* start *
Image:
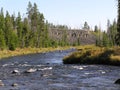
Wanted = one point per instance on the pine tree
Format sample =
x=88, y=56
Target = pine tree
x=117, y=38
x=19, y=29
x=2, y=40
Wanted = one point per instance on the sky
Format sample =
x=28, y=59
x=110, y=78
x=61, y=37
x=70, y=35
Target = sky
x=68, y=12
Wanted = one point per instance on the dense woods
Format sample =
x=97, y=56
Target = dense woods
x=32, y=31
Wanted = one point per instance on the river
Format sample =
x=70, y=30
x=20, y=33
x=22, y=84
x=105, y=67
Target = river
x=51, y=74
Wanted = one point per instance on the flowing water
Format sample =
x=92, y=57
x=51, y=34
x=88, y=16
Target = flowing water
x=50, y=74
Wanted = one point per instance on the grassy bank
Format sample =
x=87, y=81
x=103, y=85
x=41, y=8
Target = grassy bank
x=94, y=55
x=24, y=51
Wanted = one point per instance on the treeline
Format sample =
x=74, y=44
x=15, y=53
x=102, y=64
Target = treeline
x=106, y=38
x=31, y=31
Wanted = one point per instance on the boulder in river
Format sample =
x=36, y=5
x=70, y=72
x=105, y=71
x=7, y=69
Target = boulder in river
x=31, y=70
x=1, y=83
x=117, y=81
x=14, y=84
x=15, y=71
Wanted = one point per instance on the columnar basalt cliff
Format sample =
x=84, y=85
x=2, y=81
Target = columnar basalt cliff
x=73, y=36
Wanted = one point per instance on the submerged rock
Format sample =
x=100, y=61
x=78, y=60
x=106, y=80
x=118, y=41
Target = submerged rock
x=15, y=71
x=1, y=83
x=117, y=81
x=14, y=85
x=31, y=70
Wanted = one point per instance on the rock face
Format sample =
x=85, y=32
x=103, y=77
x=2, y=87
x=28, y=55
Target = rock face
x=73, y=36
x=31, y=70
x=117, y=81
x=14, y=85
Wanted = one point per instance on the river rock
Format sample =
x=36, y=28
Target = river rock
x=1, y=83
x=117, y=81
x=31, y=70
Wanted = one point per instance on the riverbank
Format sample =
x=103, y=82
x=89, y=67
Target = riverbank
x=94, y=55
x=25, y=51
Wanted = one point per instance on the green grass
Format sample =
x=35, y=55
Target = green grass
x=94, y=55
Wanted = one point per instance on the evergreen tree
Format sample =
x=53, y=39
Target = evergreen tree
x=86, y=26
x=2, y=20
x=117, y=38
x=2, y=40
x=19, y=29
* end *
Convert the stretch of the data from the line containing "Wanted = one point per instance on the riverbank" through the final line into a Markdown table. Use the columns Row and Line, where Row numbers each line, and omit blank lines.

• **TASK SOLUTION**
| Row | Line |
|---|---|
| 1 | Wanted = one point per instance on the riverbank |
| 2 | Format sample = |
| 3 | x=103, y=82 |
| 4 | x=89, y=67 |
| 5 | Target = riverbank |
| 6 | x=94, y=55 |
| 7 | x=25, y=51 |
| 8 | Wanted = one point per instance on the green grass |
| 9 | Format sample = |
| 10 | x=35, y=55 |
| 11 | Target = green grass |
| 12 | x=94, y=55 |
| 13 | Wanted = one point per instance on the evergreen tree |
| 14 | Format sample = |
| 15 | x=53, y=39 |
| 16 | Target = evergreen tree |
| 17 | x=86, y=26 |
| 18 | x=2, y=20 |
| 19 | x=117, y=38 |
| 20 | x=2, y=40 |
| 21 | x=19, y=29 |